TASK BRIEF: Present the lines from the start of the records through the line containing "column 103, row 217" as a Markdown table with the columns Nr and Line, numbering each row and omitting any blank lines.

DATA RECORDS:
* Start *
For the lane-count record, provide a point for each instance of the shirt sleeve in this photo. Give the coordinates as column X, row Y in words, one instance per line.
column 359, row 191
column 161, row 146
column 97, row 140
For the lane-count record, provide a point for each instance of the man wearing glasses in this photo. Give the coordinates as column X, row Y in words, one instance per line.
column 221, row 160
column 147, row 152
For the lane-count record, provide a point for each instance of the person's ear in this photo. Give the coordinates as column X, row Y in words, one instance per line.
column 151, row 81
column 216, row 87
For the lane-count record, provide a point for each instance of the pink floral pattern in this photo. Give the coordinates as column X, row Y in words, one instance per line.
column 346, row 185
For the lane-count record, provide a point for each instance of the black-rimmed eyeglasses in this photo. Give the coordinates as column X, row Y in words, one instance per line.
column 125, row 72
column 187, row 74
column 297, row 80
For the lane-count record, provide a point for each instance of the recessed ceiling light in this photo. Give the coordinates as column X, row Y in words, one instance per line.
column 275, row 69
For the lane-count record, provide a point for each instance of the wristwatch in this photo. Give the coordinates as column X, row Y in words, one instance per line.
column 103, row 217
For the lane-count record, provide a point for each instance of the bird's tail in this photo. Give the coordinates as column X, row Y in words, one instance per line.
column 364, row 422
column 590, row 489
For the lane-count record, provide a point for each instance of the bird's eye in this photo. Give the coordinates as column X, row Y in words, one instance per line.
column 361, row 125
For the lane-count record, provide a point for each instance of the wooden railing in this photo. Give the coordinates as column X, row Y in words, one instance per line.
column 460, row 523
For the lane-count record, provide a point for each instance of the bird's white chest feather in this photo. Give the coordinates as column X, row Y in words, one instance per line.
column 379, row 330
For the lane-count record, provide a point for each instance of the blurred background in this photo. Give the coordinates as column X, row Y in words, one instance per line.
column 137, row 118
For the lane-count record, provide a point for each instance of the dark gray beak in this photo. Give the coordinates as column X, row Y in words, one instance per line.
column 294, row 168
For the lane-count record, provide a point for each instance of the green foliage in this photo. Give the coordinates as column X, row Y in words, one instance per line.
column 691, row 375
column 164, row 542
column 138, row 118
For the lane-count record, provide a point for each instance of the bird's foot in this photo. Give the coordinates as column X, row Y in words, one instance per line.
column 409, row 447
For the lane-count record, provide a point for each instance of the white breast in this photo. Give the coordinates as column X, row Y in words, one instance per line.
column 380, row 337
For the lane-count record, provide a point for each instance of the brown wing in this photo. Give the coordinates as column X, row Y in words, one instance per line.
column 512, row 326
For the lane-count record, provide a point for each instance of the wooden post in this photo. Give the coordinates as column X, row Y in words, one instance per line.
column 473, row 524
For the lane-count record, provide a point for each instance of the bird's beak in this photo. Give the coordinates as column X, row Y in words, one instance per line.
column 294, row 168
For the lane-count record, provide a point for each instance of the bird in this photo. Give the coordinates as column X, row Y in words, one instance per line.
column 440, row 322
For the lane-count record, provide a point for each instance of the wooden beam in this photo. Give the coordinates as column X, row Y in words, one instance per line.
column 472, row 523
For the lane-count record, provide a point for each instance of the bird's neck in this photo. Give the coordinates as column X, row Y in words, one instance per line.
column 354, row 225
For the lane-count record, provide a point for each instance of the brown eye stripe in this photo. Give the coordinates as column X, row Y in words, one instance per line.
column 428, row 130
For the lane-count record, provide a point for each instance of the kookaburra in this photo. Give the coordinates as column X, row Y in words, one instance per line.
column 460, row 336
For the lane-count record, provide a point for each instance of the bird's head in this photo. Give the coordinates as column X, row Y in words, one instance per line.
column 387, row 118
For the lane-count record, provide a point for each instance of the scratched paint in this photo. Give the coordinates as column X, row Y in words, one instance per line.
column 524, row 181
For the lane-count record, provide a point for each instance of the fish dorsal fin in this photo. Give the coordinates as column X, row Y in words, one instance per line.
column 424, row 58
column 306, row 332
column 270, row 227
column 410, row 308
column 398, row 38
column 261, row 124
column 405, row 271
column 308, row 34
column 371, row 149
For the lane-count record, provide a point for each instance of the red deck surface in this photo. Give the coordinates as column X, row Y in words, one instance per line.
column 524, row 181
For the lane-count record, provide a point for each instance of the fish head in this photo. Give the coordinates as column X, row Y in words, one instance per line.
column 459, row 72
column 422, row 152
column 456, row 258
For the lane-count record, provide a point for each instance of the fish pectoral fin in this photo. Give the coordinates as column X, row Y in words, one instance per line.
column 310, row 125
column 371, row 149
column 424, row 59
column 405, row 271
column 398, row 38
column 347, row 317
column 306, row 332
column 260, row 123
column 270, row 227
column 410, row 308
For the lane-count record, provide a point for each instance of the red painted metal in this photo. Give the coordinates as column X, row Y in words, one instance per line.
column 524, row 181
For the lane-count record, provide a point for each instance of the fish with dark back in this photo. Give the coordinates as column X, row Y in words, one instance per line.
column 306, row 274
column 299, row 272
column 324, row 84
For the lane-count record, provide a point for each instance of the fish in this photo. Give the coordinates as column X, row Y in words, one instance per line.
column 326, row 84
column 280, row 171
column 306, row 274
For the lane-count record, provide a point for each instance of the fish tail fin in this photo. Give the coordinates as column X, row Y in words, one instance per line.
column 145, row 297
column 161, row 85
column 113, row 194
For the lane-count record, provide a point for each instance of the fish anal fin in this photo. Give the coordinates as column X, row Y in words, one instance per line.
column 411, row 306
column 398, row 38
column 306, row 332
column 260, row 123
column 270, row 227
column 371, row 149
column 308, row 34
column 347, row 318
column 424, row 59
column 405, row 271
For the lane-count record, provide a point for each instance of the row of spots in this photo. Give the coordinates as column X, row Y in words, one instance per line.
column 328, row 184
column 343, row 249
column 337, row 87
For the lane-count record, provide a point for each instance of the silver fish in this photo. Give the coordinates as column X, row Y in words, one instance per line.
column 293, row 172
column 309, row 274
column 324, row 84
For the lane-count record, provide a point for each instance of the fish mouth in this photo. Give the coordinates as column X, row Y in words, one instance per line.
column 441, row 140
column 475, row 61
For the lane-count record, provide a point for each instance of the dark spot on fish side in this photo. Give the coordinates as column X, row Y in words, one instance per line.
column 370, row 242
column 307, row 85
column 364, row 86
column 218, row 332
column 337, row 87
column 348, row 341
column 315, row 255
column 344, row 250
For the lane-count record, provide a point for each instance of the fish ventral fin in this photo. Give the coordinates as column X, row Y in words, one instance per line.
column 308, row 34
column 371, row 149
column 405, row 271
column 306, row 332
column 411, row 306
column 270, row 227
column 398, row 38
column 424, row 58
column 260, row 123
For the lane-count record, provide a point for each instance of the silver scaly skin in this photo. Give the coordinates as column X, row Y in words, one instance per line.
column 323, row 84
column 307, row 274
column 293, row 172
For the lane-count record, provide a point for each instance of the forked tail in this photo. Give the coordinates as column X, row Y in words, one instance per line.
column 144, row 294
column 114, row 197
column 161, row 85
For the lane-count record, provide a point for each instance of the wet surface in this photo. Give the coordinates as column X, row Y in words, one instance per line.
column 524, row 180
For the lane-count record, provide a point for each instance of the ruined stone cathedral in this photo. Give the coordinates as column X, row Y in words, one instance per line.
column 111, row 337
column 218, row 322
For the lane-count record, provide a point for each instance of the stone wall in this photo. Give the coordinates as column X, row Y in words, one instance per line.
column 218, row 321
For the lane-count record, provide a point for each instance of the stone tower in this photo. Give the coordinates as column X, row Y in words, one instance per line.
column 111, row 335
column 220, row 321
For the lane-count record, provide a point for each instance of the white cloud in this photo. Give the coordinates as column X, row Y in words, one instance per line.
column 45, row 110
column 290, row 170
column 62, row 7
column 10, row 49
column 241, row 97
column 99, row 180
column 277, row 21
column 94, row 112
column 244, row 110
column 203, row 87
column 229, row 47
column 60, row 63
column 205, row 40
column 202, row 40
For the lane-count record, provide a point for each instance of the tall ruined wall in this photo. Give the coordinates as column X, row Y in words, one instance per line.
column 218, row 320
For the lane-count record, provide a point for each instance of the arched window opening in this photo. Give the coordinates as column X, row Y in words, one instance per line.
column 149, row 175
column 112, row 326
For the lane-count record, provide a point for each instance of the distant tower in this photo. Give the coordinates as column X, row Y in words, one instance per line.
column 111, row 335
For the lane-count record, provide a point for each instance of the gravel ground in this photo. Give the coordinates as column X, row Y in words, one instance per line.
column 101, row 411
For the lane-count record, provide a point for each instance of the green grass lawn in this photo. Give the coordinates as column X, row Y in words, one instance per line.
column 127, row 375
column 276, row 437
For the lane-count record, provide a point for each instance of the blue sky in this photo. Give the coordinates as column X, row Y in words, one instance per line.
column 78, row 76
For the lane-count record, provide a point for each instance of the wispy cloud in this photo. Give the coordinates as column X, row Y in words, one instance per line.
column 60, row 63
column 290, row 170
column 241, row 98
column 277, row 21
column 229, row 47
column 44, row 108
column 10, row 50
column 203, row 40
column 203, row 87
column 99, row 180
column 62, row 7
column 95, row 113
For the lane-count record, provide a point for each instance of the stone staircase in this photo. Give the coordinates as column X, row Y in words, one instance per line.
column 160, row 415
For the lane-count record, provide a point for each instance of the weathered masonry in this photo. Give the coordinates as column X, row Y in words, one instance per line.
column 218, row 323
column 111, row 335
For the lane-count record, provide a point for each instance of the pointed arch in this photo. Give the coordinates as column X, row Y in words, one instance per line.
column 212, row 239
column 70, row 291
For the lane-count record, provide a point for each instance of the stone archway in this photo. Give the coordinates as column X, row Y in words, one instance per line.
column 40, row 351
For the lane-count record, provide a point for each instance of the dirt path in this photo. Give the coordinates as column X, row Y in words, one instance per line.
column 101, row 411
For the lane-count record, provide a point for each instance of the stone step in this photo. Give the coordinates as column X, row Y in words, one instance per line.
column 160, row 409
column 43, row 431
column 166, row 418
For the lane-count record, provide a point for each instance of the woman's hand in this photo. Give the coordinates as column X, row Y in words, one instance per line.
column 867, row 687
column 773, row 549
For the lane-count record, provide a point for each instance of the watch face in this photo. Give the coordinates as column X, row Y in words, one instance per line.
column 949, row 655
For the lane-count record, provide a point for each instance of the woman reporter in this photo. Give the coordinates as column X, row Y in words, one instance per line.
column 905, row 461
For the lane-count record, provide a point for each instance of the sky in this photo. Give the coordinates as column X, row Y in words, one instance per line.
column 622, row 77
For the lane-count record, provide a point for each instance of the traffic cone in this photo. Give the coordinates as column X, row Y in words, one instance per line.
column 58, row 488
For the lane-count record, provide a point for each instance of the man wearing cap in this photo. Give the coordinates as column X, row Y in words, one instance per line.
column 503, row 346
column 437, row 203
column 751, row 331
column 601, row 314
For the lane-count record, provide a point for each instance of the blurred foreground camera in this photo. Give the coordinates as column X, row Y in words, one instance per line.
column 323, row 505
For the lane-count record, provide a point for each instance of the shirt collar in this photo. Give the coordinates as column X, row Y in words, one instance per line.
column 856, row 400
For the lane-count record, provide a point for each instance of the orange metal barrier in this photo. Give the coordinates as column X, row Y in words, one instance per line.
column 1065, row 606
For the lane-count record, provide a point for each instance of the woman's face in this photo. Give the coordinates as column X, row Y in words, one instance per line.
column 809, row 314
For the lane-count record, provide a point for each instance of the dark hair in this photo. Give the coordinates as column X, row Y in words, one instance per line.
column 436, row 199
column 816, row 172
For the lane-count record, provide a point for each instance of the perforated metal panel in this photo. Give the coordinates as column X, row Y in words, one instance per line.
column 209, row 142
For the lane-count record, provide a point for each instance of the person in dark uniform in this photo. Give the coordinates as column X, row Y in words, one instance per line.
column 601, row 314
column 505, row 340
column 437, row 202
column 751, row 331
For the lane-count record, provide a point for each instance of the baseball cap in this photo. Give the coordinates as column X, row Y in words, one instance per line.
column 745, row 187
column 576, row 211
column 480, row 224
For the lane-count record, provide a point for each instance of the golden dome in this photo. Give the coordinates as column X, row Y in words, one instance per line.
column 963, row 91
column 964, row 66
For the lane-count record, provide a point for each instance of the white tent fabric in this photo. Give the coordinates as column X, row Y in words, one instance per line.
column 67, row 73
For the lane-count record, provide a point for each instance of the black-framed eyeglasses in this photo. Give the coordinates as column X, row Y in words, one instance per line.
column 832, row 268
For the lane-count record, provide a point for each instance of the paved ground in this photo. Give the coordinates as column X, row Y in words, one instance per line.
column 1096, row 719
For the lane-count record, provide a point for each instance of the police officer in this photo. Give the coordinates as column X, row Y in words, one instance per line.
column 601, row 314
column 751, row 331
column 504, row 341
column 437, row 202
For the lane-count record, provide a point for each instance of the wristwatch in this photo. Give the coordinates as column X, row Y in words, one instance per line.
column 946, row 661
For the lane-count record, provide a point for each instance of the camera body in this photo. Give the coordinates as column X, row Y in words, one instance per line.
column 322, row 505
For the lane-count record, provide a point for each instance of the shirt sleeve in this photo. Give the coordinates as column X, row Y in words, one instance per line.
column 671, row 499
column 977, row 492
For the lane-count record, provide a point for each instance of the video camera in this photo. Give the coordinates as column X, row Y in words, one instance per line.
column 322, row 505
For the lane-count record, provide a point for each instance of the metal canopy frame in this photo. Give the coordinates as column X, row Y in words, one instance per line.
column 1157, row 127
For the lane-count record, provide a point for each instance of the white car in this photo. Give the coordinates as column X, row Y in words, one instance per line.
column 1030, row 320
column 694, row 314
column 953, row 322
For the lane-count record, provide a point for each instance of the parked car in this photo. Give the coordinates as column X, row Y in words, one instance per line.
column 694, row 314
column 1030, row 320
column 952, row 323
* End *
RESULT FOR THIS TASK:
| Nr | Line |
|---|---|
| 1 | For the lane-count record, provide a point for each instance of the shirt sleeve in this photo. Give the coordinates as column X, row Y in words, one instance per line. |
| 2 | column 359, row 191 |
| 3 | column 161, row 146 |
| 4 | column 97, row 140 |
| 5 | For the lane-count record, provide a point for each instance of the man wearing glasses in this photo. Give the coordinates as column X, row Y in words, one instance per line. |
| 6 | column 221, row 160 |
| 7 | column 147, row 152 |
| 8 | For the lane-count record, provide a point for each instance of the person's ear in this photo. Give the coordinates as column X, row Y in words, one instance per line. |
| 9 | column 151, row 81 |
| 10 | column 216, row 87 |
| 11 | For the lane-count record, provide a point for each instance of the pink floral pattern in this photo. Give the coordinates as column X, row Y in words, one instance per line. |
| 12 | column 346, row 185 |
| 13 | For the lane-count record, provide a point for each instance of the black-rimmed eyeglasses in this photo. Give the coordinates as column X, row Y in words, one instance per line. |
| 14 | column 125, row 72 |
| 15 | column 187, row 74 |
| 16 | column 297, row 80 |
| 17 | For the lane-count record, provide a point for each instance of the recessed ceiling light in this photo. Give the coordinates as column X, row Y in words, one instance per line. |
| 18 | column 275, row 69 |
| 19 | For the lane-count record, provide a point for each instance of the wristwatch in this photo. Give the coordinates as column X, row Y in words, one instance per line. |
| 20 | column 103, row 217 |